Brief 1: Revise the Arkansas tax task force article from "A legislative task" to "2019 regular session.", replacing "bicameral" with "two-chamber".
Brief 2: Pick up the article on the Arkansas tax reform task force after its last sentence and carry it forward.

Document excerpt:

A legislative task force on Wednesday (April 25) began the difficult and long task of studying whether 43 sales tax exemptions in the state’s unwieldy tax code are justified or need to be changed or eliminated altogether.
After an all-day meeting at the State Capitol on Wednesday, the bicameral Arkansas Legislative Tax Reform and Relief Task Force had whittled through nearly half of the tax exemptions now on the books that landed on the recommendation list for further consideration by the legislature heading into the 2019 regular session.
During the 2017 legislative session, Arkansas lawmakers approved Gov. Asa Hutchinson’s tax reform package, which cut Arkansas’ income tax by $50 million and created the tax reform task force consisting of 16 legislators from the House and Senate.
Since their first meeting May 22, 2017, the task force has taken on the huge legislative mandate of identifying areas of potential tax reform and recommending further legislation. The panel is expected to provide a final report to Gov. Hutchinson by Sept. 1, which will be used for tax reform in the regular legislative session in January 2019.

Data records:

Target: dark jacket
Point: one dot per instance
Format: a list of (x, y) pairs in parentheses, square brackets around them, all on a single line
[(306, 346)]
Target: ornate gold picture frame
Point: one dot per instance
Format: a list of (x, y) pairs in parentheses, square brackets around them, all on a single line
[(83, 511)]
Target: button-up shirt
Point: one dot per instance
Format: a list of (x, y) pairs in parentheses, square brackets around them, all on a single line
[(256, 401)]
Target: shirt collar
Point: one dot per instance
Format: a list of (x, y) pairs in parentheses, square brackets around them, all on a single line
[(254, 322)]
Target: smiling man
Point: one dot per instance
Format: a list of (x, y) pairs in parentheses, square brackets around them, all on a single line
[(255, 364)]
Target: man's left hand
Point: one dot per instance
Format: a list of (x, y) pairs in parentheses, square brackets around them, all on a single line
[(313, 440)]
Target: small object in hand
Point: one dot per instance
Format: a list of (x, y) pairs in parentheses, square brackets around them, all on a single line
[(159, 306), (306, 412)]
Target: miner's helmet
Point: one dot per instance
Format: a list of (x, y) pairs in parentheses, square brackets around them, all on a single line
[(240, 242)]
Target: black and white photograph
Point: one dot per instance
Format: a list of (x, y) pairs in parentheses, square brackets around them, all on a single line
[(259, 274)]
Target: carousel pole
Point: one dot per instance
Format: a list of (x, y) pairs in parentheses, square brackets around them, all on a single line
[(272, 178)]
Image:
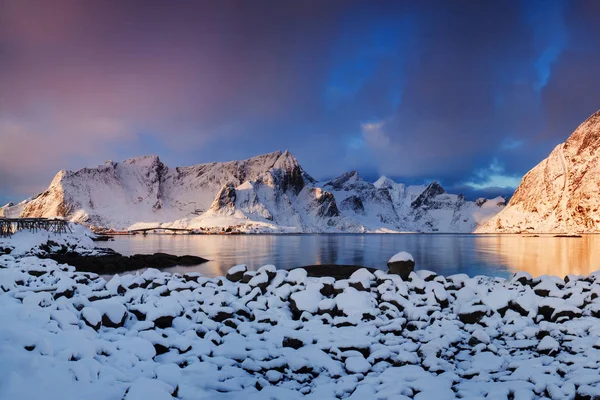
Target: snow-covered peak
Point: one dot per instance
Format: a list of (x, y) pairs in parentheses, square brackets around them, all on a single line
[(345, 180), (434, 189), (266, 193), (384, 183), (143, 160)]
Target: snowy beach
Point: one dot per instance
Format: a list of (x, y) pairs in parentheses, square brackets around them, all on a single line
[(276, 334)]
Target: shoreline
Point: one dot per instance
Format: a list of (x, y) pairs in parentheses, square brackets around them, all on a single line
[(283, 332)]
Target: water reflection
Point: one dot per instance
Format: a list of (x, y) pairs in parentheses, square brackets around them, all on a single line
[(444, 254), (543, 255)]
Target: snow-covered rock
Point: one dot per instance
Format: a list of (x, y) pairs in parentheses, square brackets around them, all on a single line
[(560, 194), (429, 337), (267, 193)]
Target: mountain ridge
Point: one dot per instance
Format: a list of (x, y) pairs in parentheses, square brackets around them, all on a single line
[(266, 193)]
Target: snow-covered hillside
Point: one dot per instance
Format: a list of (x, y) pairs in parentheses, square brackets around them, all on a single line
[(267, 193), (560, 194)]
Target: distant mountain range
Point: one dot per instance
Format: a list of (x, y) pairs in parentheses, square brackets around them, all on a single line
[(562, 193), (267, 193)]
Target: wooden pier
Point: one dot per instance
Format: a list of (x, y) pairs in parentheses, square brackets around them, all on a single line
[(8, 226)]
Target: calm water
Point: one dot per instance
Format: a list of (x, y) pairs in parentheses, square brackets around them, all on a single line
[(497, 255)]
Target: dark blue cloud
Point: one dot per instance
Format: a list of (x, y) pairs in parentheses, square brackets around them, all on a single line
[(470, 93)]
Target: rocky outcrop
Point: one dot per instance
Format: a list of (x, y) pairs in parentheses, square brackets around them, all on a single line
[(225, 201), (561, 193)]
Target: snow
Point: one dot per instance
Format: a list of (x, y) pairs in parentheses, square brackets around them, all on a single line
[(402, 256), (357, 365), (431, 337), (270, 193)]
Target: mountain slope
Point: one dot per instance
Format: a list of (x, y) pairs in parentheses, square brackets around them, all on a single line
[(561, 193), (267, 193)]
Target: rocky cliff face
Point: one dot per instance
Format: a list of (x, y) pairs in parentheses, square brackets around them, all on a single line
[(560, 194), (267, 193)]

Written reply 1:
A legislative task force on Wednesday (April 25) began the difficult and long task of studying whether 43 sales tax exemptions in the state’s unwieldy tax code are justified or need to be changed or eliminated altogether.
After an all-day meeting at the State Capitol on Wednesday, the two-chamber Arkansas Legislative Tax Reform and Relief Task Force had whittled through nearly half of the tax exemptions now on the books that landed on the recommendation list for further consideration by the legislature heading into the 2019 regular session.

Written reply 2:
Rep. Lane Jean, R-Magnolia, co-chair of the legislative task force, said he was pleased with the progress the panel made during the all-day meeting where Department of Finance and Administration (DFA) and Bureau of Legislative Research (BLR) staff provided detailed legal and fiscal summaries and so-called “revenue impact” analyses for each of the sales tax proposals.
“We trying to get through the process and let everyone have a say. It’s not easy to watch when you haven’t rehearsed this stuff,” Jean said jokingly after the nearly eight-hour meeting.
Earlier in the day, Jean’s co-chair on the task force, Sen. Jim Hendren, R-Gravette, began the meeting by defining the parameters of the panel’s duties before whittling down the list of 43 recommendations and 17 task force meetings since late May.
“This is the time, particularly in regard to sales tax, that you could and should make recommendations for us to take action on,” Hendren said. “In fact, I have a couple right now before we start going down this list that I would like to consider – based on the presentations we’ve had over the past few months.”
Under Hendren’s guidance, the panel approved guidelines that any sales exemptions removed from the tax code would go toward tax relief and undergo a systematic review during the 2019 regular session by the full legislature. The 16-member committee also agreed to define sales tax authority at the local level amid legislative concerns that some counties and cities in Arkansas can charge an additional local sales tax on top of the Arkansas state sales tax.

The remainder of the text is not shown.